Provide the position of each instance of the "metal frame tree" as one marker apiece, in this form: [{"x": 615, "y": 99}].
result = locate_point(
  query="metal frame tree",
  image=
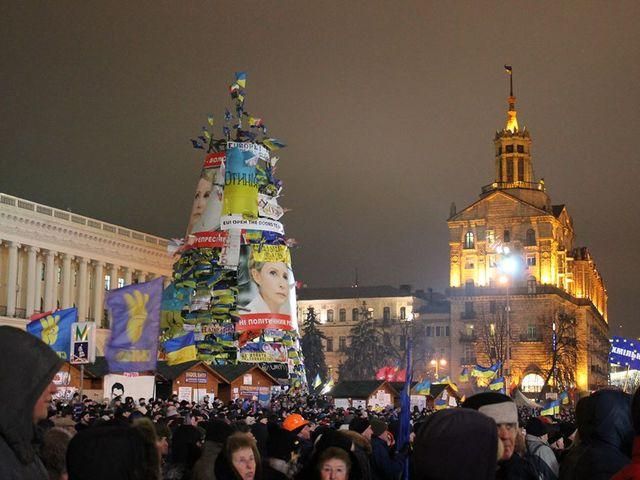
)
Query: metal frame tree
[
  {"x": 311, "y": 345},
  {"x": 366, "y": 353}
]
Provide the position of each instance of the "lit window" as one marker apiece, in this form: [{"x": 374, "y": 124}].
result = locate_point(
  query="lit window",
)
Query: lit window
[
  {"x": 532, "y": 383},
  {"x": 469, "y": 240}
]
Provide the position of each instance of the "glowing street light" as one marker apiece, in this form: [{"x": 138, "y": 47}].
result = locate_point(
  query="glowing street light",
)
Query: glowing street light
[{"x": 440, "y": 362}]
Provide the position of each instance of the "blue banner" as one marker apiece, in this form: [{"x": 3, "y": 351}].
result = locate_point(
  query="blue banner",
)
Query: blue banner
[
  {"x": 625, "y": 352},
  {"x": 135, "y": 326},
  {"x": 55, "y": 330}
]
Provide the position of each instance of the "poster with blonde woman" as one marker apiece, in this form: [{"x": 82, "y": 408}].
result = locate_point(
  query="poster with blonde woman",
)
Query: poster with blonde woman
[
  {"x": 266, "y": 295},
  {"x": 207, "y": 202}
]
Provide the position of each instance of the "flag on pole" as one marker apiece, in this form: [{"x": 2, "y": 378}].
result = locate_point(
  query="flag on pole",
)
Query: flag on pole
[
  {"x": 135, "y": 326},
  {"x": 485, "y": 372},
  {"x": 327, "y": 387},
  {"x": 181, "y": 349},
  {"x": 54, "y": 329},
  {"x": 497, "y": 384},
  {"x": 404, "y": 430}
]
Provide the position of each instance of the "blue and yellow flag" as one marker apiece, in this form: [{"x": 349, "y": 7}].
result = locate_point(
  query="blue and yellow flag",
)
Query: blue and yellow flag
[
  {"x": 497, "y": 384},
  {"x": 135, "y": 326},
  {"x": 485, "y": 372},
  {"x": 181, "y": 349},
  {"x": 440, "y": 404},
  {"x": 55, "y": 330},
  {"x": 423, "y": 388},
  {"x": 552, "y": 408}
]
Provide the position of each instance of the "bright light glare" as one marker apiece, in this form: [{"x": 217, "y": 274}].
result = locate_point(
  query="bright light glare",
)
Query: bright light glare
[{"x": 509, "y": 265}]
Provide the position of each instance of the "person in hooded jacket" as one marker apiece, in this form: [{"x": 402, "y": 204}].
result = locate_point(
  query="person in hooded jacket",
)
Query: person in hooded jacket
[
  {"x": 632, "y": 470},
  {"x": 456, "y": 443},
  {"x": 27, "y": 368},
  {"x": 605, "y": 436}
]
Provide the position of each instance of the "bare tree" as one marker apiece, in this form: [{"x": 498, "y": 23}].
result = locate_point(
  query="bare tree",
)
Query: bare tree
[
  {"x": 493, "y": 335},
  {"x": 561, "y": 346}
]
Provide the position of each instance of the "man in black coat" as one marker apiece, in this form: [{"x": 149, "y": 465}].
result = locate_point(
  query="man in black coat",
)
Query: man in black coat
[{"x": 27, "y": 368}]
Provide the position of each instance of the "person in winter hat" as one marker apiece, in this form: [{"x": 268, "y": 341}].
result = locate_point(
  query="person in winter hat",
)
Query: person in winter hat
[
  {"x": 504, "y": 412},
  {"x": 456, "y": 443},
  {"x": 27, "y": 368}
]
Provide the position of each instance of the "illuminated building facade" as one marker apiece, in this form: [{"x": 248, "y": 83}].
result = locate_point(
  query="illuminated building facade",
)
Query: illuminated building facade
[
  {"x": 51, "y": 258},
  {"x": 514, "y": 220}
]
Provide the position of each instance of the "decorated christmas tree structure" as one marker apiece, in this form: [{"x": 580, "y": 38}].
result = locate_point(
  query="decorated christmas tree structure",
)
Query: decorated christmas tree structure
[{"x": 232, "y": 296}]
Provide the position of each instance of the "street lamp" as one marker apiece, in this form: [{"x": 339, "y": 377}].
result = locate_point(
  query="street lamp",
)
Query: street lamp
[
  {"x": 508, "y": 265},
  {"x": 439, "y": 362}
]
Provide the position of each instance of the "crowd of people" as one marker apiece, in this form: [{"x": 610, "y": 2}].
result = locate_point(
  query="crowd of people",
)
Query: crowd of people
[{"x": 297, "y": 436}]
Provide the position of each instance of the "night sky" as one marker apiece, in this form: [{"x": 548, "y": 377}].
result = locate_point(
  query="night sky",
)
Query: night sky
[{"x": 389, "y": 110}]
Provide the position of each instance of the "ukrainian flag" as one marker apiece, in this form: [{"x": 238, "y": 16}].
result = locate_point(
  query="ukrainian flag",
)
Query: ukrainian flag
[
  {"x": 485, "y": 372},
  {"x": 552, "y": 408},
  {"x": 423, "y": 388},
  {"x": 440, "y": 404},
  {"x": 497, "y": 384},
  {"x": 181, "y": 349}
]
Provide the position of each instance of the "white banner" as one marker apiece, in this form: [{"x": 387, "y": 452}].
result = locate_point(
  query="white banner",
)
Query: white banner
[{"x": 229, "y": 222}]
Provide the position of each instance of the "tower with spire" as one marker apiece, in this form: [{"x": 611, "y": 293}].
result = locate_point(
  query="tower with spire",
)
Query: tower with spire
[{"x": 514, "y": 219}]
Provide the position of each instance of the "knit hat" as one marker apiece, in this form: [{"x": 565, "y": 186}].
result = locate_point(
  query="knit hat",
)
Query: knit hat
[
  {"x": 495, "y": 405},
  {"x": 378, "y": 427},
  {"x": 359, "y": 424},
  {"x": 536, "y": 427},
  {"x": 172, "y": 411}
]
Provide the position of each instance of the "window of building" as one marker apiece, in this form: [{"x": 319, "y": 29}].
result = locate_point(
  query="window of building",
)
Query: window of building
[
  {"x": 509, "y": 172},
  {"x": 491, "y": 237},
  {"x": 520, "y": 168},
  {"x": 329, "y": 344},
  {"x": 532, "y": 383},
  {"x": 530, "y": 237},
  {"x": 468, "y": 308},
  {"x": 469, "y": 241}
]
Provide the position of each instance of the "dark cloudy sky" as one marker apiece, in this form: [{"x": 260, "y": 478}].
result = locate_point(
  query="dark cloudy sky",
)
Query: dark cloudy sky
[{"x": 389, "y": 109}]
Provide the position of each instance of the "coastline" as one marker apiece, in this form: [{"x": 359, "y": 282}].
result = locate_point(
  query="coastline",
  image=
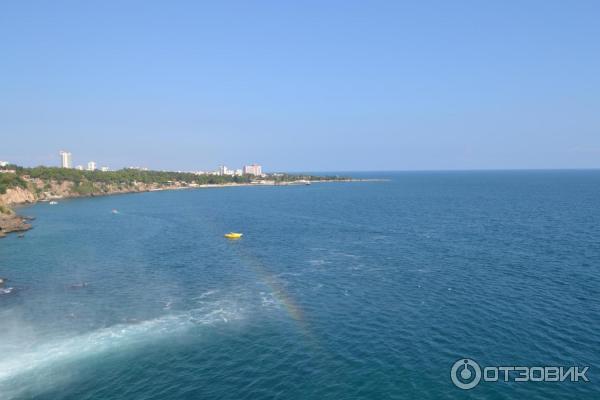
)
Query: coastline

+ + + + + + +

• Description of the task: Collect every line in the entries above that contains the word "dark", and note that case counts.

• Finished task:
Provide the position of each instance of the "dark cloudy sky" as one marker apiece, in this form: [{"x": 260, "y": 478}].
  query="dark cloudy sky",
Query: dark cloudy sky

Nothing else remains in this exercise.